What you should do
In full and without change, return each entry.

::: Supplied material :::

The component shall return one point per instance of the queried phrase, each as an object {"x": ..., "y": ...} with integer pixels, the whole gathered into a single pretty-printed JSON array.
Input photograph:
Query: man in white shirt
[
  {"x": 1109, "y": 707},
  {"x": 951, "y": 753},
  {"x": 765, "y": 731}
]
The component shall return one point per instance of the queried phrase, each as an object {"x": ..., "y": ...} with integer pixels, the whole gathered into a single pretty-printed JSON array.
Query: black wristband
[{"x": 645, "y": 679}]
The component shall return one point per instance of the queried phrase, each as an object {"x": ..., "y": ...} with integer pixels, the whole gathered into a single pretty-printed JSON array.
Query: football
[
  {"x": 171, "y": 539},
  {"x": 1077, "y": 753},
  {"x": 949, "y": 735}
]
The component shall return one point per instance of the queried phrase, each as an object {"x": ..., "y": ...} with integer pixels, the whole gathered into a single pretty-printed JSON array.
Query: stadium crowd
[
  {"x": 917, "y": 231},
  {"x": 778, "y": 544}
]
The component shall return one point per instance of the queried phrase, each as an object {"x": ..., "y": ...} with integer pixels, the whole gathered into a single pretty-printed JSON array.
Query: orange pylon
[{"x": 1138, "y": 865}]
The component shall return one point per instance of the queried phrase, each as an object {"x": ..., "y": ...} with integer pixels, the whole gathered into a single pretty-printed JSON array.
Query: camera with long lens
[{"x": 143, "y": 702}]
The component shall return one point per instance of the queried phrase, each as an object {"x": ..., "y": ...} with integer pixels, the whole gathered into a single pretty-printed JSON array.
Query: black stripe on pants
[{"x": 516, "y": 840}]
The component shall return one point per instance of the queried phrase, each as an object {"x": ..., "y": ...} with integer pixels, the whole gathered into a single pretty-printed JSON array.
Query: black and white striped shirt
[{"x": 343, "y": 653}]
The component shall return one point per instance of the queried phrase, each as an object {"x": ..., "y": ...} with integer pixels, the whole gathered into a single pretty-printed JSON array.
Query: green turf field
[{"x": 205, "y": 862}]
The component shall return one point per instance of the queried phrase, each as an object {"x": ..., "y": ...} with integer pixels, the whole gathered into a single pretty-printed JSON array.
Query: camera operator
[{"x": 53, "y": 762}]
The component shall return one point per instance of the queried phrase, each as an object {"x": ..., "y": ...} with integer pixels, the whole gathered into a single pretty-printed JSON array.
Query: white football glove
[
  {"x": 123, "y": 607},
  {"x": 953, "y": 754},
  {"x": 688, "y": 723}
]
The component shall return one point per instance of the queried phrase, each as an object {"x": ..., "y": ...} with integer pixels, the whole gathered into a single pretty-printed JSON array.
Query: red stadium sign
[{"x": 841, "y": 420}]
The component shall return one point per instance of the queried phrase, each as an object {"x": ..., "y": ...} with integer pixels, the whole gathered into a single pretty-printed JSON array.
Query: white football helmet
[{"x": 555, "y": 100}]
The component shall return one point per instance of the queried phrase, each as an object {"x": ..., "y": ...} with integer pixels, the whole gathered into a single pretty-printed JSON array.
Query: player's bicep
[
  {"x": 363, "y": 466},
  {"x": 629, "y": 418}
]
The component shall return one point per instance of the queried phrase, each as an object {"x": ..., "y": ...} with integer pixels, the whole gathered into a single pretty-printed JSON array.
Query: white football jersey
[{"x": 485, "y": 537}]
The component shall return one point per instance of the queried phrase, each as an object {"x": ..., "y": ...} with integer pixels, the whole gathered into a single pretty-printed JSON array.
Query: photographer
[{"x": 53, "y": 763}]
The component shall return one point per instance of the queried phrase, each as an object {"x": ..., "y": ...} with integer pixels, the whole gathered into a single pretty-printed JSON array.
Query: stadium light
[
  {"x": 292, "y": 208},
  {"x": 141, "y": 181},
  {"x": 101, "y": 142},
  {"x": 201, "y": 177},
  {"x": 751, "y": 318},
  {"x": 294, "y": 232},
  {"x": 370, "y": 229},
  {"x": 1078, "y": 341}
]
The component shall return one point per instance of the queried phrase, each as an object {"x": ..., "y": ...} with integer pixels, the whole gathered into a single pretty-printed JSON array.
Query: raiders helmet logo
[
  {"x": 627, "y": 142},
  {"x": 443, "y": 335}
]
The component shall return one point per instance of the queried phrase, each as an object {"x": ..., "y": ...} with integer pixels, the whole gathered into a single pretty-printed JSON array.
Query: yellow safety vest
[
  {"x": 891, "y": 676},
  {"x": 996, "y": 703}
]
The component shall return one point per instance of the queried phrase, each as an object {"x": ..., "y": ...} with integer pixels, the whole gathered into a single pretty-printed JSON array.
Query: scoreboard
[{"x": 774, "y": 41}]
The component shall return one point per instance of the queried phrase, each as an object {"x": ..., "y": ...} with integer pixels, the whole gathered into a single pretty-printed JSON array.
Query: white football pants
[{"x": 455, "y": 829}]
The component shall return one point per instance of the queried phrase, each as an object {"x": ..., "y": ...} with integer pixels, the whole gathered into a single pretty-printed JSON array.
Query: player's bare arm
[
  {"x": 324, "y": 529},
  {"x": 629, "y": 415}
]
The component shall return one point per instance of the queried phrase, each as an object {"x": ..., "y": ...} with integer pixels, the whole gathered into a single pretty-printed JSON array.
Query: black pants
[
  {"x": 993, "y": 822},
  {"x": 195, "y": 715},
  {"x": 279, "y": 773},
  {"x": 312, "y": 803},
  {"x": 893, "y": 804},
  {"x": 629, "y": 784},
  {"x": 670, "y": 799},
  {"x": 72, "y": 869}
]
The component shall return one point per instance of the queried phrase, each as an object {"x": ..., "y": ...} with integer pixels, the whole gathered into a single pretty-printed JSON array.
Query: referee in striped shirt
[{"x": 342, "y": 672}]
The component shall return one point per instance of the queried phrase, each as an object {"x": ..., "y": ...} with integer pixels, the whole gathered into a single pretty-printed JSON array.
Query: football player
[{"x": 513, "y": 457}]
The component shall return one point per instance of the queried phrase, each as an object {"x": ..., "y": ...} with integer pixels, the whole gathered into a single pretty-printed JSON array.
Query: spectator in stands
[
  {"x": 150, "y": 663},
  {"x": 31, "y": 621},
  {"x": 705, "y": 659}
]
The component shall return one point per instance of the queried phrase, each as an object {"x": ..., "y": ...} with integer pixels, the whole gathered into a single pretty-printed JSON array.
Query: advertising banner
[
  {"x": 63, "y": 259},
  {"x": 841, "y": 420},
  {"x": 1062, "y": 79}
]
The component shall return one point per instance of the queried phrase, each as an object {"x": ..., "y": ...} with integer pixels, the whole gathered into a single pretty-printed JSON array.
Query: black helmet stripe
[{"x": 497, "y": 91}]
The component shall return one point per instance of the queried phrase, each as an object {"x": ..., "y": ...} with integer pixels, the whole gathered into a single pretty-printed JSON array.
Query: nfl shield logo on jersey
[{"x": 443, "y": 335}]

:::

Your response
The component shall return one point per instance of the queried phrase, each as an object {"x": ..., "y": ...} with integer pixels, the whole gathered into a single pretty-printed JSON array.
Input photograph:
Query: man in white shirt
[
  {"x": 1109, "y": 707},
  {"x": 951, "y": 753},
  {"x": 765, "y": 731}
]
The component shall return one point per instance of the queried phrase, each as an object {"x": ..., "y": ...} with integer pixels, the whole gathered into a single pretty-printed JSON array.
Query: black wristband
[{"x": 645, "y": 679}]
The component shall return one point per instance of the queried phrase, each as an object {"x": ..., "y": ...} with integer pixels, the whole gathered into a single pretty-printed JSON array.
Query: football
[
  {"x": 171, "y": 539},
  {"x": 1077, "y": 753},
  {"x": 949, "y": 735}
]
The component shall return one point per instance of the queried phrase, each as an object {"x": ..., "y": ...} with integer pixels, the whole gathered into a single pretty-printed JSON array.
Query: stadium crowd
[
  {"x": 917, "y": 231},
  {"x": 778, "y": 544}
]
The component shall return one point per instance of the queried phrase, each as an object {"x": ..., "y": ...} with integer pixels, the whole gathered into a single pretty-printed JSON array.
Query: orange pylon
[{"x": 1138, "y": 865}]
The component shall return one point per instance of the queried phrase, each as an object {"x": ..., "y": ...} with integer pixels, the whole gathered into a single pretty-printed JSON array.
Query: camera with long lens
[{"x": 143, "y": 702}]
The component shall return one point per instance of the queried phrase, each as an object {"x": ..., "y": ...} with integer pixels, the whole gathered into a single pretty-printed JSON array.
Query: black stripe on pants
[{"x": 516, "y": 840}]
The component shall return one point per instance of the queried phrase, each as an object {"x": ..., "y": ...} with integer pixels, the whole gathered into a single pretty-printed JSON array.
Query: black and white striped shirt
[{"x": 343, "y": 653}]
The component shall return one point per instance of the queried phrase, each as an object {"x": ..., "y": ...} with integer pixels, the whole gathered into a single pretty-printed JSON array.
Query: green turf field
[{"x": 205, "y": 862}]
The component shall return one point per instance of the queried phrase, each as an object {"x": ..., "y": ...} with integer pixels, the whole gathered into a single pretty-printed JSON array.
Query: camera operator
[{"x": 53, "y": 762}]
The component shall return one point per instance of the queried phrase, each as an object {"x": ..., "y": ...} with integer pixels, the whole gathered into a single pretty-printed JSON array.
Query: white football glove
[
  {"x": 123, "y": 607},
  {"x": 953, "y": 754},
  {"x": 688, "y": 723}
]
The component shall return one point per instance of the queried phrase, each as an object {"x": ..., "y": ...} with integer pixels, the whole gathered into a single pretty-printed JSON array.
Query: red stadium sign
[{"x": 841, "y": 420}]
The component shall return one point per instance of the queried phrase, each as an object {"x": ..., "y": ...} with integer pixels, the whole gathered into a single pretty-printed JSON array.
Query: white football helmet
[{"x": 555, "y": 100}]
The component shall return one point per instance of the queried phrase, each as an object {"x": ..., "y": ...} with integer pixels, the whole gathered into a single pretty-printed JSON array.
Query: player's bicep
[
  {"x": 363, "y": 466},
  {"x": 629, "y": 418}
]
The component shall return one point per instance of the queried phrase, each as an object {"x": ..., "y": ...} with integer pixels, the whole gathered into a single pretty-printed JSON array.
Query: white football jersey
[{"x": 485, "y": 537}]
The component shall return one point per instance of the queried phrase, each as an object {"x": ..., "y": ...} with integer pixels, the whole gathered into a single pretty-printed JSON array.
Query: photographer
[{"x": 53, "y": 763}]
The component shall return one point per instance of the queried phrase, each as an object {"x": ..., "y": ...} with integer pixels, the whole gathered into a single pretty-printed JSON array.
Query: stadium light
[
  {"x": 292, "y": 208},
  {"x": 141, "y": 181},
  {"x": 101, "y": 142},
  {"x": 201, "y": 177},
  {"x": 751, "y": 318},
  {"x": 294, "y": 232},
  {"x": 370, "y": 229},
  {"x": 1078, "y": 341}
]
The component shall return one point per instance of the queried phrase, each as an object {"x": ..., "y": ...} with integer pixels, the whole gathered into a single pretty-printed JSON array.
Query: raiders helmet logo
[
  {"x": 627, "y": 142},
  {"x": 443, "y": 335}
]
The component shall return one point per instance of the queried phrase, each as an object {"x": ..., "y": ...} with integer pixels, the whole gathered into a single pretty-printed JSON array.
Query: yellow safety vest
[
  {"x": 891, "y": 676},
  {"x": 996, "y": 703}
]
The component shall return one point per instance of the queried phrase, each as an object {"x": ..., "y": ...} with integer pixels, the whole gathered into a single pretty-printed JSON array.
Query: scoreboard
[{"x": 774, "y": 41}]
The component shall return one point per instance of the queried phrase, each as an object {"x": ..., "y": ...} with integer pixels, the whole gathered into a single pretty-printed JSON array.
Query: white football pants
[{"x": 455, "y": 829}]
The component shall return one point per instance of the queried phrase, each as an object {"x": ..., "y": ...} with integer pixels, the whole gathered into a single pretty-printed JSON array.
Query: player's bare arm
[
  {"x": 324, "y": 529},
  {"x": 629, "y": 415}
]
The component shall return one point per instance of the queried phrase, each as an object {"x": ..., "y": ...} with integer pixels, the whole gathered into a single pretty-printed JSON array.
Query: black pants
[
  {"x": 993, "y": 822},
  {"x": 195, "y": 715},
  {"x": 279, "y": 773},
  {"x": 312, "y": 803},
  {"x": 893, "y": 804},
  {"x": 629, "y": 784},
  {"x": 670, "y": 799},
  {"x": 72, "y": 869}
]
The component shall return one point per instance of the queried phrase, each as an object {"x": ..., "y": ...} with integer pixels, the whole gathered into a single pretty-printed JSON array.
Query: referee in striped shirt
[{"x": 342, "y": 672}]
The component shall return one point per instance of the queried phrase, each as an object {"x": ..., "y": ...} with integer pixels, the whole gathered into a single pretty-printed JSON array.
Query: football player
[{"x": 513, "y": 457}]
The component shall return one point per instance of the queried phrase, each as an object {"x": ..., "y": ...} with integer pixels, the whole gathered into a single pretty-printed JSON array.
Query: spectator in stands
[
  {"x": 150, "y": 663},
  {"x": 31, "y": 621},
  {"x": 705, "y": 659}
]
The component shall return one point per instance of the queried phrase, each as an object {"x": ..., "y": ...} with integer pixels, the whole gathered into a single pretty-printed JSON array.
Query: advertising banner
[
  {"x": 63, "y": 259},
  {"x": 841, "y": 420},
  {"x": 1062, "y": 79}
]
The component shall return one point per instance of the queried phrase, each as an object {"x": ..., "y": ...} with integer pixels, the whole gathered into a single pretty-printed JSON array.
Query: black helmet stripe
[{"x": 497, "y": 91}]
The component shall return one point per instance of the queried phrase, each as an object {"x": ..., "y": ...} with integer pixels, the whole gathered into a single pretty-printed JSON array.
Query: nfl shield logo on jersey
[{"x": 443, "y": 335}]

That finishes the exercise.